**ACTION ITEM:**
A single stretch of the material below is to be transcribed exactly, starting at the line with "positive clicks: (282, 11) (280, 1) (306, 1)" and ending after the line with "positive clicks: (306, 199)".

**DATASET ENTRIES:**
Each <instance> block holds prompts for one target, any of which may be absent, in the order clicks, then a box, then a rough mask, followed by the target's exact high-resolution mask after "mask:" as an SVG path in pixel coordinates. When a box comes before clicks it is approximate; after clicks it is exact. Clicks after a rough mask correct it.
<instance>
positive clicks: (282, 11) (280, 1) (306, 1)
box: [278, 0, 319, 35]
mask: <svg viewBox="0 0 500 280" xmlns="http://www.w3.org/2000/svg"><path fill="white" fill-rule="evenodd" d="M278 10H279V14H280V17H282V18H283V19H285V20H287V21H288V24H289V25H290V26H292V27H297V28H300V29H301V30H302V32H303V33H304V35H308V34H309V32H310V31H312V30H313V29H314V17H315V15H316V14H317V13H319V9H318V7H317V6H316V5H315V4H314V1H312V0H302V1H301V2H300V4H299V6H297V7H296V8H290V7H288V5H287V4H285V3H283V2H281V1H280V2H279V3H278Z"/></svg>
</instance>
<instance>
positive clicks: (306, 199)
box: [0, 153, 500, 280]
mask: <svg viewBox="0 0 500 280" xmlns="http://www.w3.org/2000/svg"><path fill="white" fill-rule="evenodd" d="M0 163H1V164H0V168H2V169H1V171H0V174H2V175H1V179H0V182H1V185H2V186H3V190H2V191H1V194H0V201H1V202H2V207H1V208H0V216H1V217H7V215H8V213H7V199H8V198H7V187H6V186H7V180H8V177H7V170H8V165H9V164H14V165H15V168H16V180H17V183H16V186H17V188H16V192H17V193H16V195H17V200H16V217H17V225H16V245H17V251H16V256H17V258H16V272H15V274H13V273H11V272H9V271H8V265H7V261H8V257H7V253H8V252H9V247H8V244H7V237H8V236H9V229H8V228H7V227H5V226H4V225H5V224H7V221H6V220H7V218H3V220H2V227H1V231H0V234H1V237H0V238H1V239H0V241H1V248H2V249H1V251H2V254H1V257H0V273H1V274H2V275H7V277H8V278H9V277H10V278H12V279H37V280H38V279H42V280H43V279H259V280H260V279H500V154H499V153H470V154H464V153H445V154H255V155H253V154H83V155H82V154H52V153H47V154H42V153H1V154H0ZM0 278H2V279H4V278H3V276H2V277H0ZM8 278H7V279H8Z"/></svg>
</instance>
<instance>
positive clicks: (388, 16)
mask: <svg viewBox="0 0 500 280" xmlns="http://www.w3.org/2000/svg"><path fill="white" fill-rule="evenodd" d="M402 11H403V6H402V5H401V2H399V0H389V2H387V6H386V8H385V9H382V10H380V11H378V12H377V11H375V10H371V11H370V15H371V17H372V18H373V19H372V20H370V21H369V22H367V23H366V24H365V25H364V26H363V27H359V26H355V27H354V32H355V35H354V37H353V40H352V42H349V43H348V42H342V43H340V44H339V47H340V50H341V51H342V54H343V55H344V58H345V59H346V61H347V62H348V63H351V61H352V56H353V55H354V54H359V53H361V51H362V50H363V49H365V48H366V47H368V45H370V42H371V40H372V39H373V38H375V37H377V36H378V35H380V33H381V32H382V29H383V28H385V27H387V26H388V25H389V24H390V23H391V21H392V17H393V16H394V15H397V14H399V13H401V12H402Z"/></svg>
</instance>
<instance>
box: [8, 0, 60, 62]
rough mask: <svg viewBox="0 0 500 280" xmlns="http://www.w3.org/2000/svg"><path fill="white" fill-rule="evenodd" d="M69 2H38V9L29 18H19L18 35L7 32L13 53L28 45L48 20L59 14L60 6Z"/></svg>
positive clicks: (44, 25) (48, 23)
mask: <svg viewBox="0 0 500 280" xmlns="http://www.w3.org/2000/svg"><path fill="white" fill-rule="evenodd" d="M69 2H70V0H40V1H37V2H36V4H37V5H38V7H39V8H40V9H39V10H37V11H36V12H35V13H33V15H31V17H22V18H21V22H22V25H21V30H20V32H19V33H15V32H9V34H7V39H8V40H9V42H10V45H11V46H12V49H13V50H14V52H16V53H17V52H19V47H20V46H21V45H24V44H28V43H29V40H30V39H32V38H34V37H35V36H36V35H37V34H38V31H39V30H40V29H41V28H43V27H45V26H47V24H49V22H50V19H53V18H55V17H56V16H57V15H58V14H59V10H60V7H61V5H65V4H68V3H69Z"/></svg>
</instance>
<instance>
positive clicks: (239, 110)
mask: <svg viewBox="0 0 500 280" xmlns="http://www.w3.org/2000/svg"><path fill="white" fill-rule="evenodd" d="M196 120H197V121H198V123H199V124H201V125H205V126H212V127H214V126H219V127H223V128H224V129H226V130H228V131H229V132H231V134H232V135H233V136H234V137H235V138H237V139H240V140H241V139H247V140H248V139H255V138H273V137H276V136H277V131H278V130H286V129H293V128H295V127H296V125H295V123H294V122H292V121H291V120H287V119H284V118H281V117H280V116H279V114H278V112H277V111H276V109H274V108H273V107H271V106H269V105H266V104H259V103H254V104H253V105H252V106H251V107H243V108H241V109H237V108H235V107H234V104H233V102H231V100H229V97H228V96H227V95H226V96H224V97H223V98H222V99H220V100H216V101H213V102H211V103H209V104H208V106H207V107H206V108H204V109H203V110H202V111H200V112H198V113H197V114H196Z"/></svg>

---

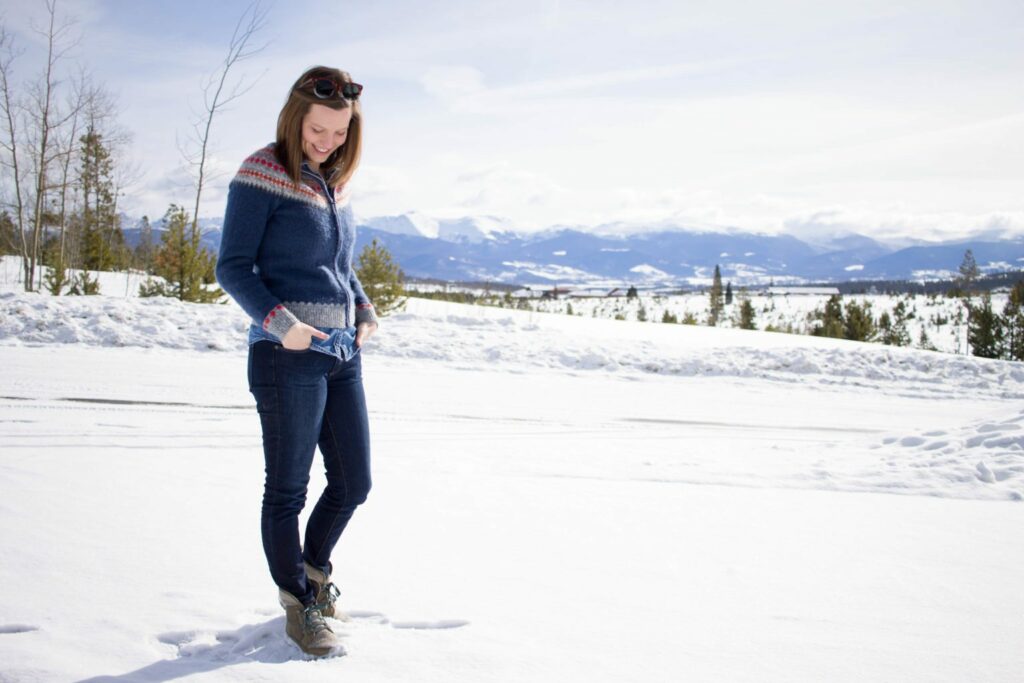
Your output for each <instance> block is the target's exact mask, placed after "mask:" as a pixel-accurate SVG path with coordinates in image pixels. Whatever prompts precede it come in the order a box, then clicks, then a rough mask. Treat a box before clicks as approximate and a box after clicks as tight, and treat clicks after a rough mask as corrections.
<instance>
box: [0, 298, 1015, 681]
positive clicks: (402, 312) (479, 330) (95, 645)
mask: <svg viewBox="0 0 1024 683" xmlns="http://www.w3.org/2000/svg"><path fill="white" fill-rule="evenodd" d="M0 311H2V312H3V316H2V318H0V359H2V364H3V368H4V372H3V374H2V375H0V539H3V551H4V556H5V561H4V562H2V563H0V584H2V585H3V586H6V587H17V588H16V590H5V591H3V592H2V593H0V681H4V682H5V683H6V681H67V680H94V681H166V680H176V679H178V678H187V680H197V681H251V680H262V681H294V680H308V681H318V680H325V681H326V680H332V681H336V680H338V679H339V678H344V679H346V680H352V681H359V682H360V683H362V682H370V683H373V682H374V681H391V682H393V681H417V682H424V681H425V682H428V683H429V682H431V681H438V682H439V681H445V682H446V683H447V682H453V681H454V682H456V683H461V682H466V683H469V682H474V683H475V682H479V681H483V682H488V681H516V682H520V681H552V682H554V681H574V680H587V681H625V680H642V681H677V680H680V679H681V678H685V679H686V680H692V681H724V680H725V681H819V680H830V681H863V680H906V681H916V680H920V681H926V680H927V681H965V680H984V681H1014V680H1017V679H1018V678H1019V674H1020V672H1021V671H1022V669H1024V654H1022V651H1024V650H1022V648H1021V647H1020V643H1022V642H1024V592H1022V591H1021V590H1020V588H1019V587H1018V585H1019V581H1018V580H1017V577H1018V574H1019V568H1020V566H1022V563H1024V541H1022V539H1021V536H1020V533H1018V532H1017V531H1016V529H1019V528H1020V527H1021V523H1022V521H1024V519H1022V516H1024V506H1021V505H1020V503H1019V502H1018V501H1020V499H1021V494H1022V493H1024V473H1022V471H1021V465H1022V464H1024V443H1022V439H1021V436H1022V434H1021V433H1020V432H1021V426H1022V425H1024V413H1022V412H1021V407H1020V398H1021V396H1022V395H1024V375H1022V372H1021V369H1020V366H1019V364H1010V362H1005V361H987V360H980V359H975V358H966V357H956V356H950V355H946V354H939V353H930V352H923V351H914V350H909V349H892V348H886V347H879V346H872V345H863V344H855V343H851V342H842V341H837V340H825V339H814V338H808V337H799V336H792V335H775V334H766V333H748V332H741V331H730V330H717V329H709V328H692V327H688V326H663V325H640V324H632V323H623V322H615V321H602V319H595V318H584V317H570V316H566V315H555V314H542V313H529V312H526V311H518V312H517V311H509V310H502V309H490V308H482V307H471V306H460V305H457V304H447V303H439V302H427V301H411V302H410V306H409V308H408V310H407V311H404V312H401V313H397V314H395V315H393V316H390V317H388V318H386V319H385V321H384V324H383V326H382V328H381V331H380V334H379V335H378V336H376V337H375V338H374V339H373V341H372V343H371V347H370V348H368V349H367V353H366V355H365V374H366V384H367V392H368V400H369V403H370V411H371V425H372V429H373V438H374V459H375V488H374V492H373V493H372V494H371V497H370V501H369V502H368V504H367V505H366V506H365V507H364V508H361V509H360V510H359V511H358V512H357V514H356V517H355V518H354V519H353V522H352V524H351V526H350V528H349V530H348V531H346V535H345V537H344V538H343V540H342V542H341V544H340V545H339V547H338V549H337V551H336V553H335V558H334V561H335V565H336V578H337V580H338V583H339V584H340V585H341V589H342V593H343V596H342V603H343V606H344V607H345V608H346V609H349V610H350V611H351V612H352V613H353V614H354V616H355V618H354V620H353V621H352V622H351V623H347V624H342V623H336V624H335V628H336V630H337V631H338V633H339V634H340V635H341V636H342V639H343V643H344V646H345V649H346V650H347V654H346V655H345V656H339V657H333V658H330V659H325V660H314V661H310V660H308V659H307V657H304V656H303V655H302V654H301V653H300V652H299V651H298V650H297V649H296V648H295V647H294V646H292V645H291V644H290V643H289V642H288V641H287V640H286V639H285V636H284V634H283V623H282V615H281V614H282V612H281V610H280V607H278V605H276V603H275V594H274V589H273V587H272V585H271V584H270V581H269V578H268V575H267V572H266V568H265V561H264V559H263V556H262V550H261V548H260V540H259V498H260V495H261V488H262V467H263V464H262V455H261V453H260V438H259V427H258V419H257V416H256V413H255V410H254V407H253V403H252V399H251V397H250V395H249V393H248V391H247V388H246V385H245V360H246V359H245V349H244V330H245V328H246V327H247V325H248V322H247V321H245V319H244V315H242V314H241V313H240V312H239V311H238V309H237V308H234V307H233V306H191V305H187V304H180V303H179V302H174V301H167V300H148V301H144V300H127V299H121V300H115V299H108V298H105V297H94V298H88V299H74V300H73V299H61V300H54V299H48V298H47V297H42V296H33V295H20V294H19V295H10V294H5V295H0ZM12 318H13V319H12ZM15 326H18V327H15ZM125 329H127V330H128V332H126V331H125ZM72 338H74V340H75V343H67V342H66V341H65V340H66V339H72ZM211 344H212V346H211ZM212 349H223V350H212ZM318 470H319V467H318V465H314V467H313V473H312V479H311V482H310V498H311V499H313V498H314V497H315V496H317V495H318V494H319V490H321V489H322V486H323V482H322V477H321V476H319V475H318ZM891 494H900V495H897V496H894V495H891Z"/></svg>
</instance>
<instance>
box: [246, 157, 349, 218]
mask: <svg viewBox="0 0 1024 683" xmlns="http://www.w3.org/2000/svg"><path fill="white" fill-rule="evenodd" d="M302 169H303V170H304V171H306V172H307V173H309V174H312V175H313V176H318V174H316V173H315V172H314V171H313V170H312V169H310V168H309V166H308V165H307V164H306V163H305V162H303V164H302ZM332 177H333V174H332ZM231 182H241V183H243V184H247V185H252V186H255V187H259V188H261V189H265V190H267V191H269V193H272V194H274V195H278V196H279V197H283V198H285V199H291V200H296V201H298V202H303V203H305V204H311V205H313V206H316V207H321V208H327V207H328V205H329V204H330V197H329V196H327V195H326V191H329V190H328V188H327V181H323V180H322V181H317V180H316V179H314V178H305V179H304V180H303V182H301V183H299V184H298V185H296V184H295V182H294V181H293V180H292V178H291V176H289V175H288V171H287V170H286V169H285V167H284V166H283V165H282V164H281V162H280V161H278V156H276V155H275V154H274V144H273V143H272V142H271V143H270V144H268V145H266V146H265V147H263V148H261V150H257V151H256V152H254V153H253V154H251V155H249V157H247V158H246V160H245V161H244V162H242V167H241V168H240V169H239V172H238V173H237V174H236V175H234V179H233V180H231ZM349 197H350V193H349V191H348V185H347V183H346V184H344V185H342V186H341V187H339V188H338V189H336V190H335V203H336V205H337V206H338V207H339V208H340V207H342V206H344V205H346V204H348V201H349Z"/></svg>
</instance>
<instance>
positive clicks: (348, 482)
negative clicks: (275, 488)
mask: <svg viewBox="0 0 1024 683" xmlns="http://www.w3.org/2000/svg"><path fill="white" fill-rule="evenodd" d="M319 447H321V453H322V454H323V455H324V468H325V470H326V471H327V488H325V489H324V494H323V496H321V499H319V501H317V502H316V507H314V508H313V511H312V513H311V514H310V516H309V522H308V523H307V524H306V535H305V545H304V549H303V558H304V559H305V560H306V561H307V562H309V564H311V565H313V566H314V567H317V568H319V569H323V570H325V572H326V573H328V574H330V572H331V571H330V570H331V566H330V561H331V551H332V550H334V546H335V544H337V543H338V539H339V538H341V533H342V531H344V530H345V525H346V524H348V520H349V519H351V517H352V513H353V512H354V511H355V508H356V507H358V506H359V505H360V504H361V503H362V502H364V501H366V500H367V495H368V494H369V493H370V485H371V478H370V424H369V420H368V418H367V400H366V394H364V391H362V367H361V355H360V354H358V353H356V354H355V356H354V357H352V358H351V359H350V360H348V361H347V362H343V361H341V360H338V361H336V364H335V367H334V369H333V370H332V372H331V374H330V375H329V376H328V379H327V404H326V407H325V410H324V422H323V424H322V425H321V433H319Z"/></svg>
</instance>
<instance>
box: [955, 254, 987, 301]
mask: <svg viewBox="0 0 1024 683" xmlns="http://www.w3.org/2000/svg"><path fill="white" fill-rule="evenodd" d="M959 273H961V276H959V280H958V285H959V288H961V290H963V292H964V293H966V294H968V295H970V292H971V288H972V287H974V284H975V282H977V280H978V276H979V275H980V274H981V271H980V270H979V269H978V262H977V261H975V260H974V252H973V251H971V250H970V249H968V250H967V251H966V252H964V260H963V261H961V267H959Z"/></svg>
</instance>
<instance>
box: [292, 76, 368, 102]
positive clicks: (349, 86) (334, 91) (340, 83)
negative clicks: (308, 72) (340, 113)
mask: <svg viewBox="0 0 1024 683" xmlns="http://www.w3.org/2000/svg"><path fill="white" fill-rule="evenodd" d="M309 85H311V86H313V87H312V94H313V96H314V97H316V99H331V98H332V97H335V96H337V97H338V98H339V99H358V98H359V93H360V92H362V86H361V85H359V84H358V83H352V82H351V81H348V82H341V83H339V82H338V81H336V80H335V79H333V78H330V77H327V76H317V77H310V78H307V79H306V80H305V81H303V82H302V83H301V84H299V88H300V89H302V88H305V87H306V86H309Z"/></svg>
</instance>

**RESULT OF THIS EXERCISE:**
positive clicks: (282, 11) (280, 1) (306, 1)
box: [278, 0, 319, 35]
mask: <svg viewBox="0 0 500 280" xmlns="http://www.w3.org/2000/svg"><path fill="white" fill-rule="evenodd" d="M278 10H279V14H280V17H282V18H283V19H285V20H287V21H288V24H289V25H290V26H292V27H297V28H300V29H301V30H302V32H303V33H304V35H308V34H309V32H310V31H312V30H313V29H314V17H315V15H316V14H317V13H319V9H318V7H317V6H316V5H315V4H314V1H312V0H302V1H301V2H300V4H299V6H297V7H296V8H290V7H288V5H287V4H285V3H283V2H281V1H280V2H279V3H278Z"/></svg>
</instance>
<instance>
positive clicks: (306, 199)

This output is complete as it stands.